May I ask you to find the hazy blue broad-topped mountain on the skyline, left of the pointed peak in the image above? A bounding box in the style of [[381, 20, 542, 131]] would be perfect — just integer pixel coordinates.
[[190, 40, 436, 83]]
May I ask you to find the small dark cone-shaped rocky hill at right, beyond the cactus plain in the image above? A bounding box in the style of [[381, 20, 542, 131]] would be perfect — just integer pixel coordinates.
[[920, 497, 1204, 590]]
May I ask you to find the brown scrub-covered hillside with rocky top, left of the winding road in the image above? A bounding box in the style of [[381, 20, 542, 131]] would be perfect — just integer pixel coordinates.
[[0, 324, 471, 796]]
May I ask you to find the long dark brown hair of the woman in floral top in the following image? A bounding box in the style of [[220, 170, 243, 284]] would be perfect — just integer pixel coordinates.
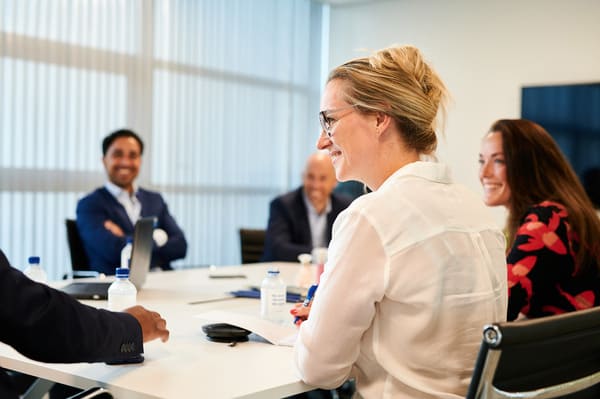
[[490, 119, 600, 275]]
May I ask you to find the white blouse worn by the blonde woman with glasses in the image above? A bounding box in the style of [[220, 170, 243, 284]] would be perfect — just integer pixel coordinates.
[[294, 161, 507, 399]]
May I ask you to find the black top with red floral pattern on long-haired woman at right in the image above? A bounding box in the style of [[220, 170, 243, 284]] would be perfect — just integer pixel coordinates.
[[506, 201, 600, 320]]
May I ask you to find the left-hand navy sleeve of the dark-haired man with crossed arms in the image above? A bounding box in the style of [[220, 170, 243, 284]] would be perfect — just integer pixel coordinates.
[[77, 191, 131, 274]]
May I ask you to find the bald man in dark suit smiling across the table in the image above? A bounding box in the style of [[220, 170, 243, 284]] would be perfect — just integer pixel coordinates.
[[261, 153, 352, 262]]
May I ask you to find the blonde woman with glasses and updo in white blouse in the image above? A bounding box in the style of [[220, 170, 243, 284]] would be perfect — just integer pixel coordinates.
[[293, 46, 507, 399]]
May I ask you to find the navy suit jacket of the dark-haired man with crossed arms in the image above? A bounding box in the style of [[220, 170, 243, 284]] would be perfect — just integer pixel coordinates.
[[77, 187, 187, 274]]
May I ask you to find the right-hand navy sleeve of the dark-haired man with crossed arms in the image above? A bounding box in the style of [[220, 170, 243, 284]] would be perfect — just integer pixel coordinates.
[[152, 196, 187, 267]]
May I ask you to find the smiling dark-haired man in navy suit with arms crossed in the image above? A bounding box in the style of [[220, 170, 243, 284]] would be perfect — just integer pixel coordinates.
[[77, 130, 187, 274]]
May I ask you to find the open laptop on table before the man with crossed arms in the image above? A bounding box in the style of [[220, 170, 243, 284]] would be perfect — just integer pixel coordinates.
[[60, 217, 156, 300]]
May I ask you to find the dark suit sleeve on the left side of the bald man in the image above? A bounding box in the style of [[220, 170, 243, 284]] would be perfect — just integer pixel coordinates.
[[261, 198, 312, 262]]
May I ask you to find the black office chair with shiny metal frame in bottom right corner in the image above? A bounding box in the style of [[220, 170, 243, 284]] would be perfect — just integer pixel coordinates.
[[467, 307, 600, 399]]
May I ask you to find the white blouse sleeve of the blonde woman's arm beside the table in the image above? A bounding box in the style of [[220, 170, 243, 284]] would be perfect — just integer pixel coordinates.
[[294, 211, 388, 388]]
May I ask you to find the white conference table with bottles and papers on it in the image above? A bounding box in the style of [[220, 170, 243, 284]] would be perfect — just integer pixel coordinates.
[[0, 263, 313, 399]]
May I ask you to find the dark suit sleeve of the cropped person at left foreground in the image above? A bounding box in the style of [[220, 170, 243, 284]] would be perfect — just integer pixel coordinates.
[[0, 251, 143, 363]]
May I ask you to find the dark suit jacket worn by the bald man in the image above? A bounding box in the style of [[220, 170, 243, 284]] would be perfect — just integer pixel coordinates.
[[261, 187, 352, 262]]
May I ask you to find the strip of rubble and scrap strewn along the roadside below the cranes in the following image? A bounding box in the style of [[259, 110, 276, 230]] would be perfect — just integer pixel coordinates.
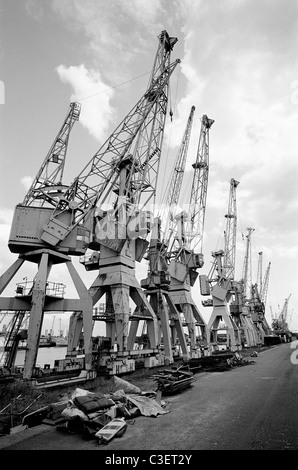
[[1, 351, 258, 444]]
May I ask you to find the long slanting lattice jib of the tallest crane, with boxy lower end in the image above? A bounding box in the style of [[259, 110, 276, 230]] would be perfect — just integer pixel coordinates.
[[41, 59, 181, 246]]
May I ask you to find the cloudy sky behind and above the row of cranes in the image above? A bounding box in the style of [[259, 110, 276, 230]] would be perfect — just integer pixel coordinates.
[[0, 0, 298, 338]]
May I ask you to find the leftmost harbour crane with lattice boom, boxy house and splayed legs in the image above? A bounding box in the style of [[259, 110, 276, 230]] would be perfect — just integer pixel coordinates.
[[0, 102, 84, 379]]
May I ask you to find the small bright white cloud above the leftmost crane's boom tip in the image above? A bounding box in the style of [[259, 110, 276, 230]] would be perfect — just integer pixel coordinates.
[[56, 64, 115, 141]]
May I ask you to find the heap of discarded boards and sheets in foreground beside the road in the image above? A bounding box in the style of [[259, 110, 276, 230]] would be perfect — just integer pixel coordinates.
[[57, 376, 169, 444]]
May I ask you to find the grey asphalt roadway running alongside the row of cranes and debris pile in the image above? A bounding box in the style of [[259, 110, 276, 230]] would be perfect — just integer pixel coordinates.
*-*-*
About this exercise:
Exactly the lines from the one containing "May I ask you to find the small bright" through the last line of the records are to be transcribed, both endpoints included.

Response:
May I ask you to find the small bright white cloud above the leftmost crane's boom tip in the image above? A bounding box in the style of [[259, 110, 276, 230]] would be perfect — just integer pixel coordinates.
[[56, 64, 115, 141]]
May I ask you to find the heap of discarded boards and sheets in foreground beside the road in the image above? A bounding box in the style of [[259, 110, 276, 230]] would be perfect — just integer pixel coordinates.
[[57, 376, 169, 444]]
May I ask you to find the grey asphalt roadway running alongside the row of cranes and debris pile in the image above? A bounding box in the style of [[259, 110, 276, 230]] would be perfect — just integer pixel coordinates.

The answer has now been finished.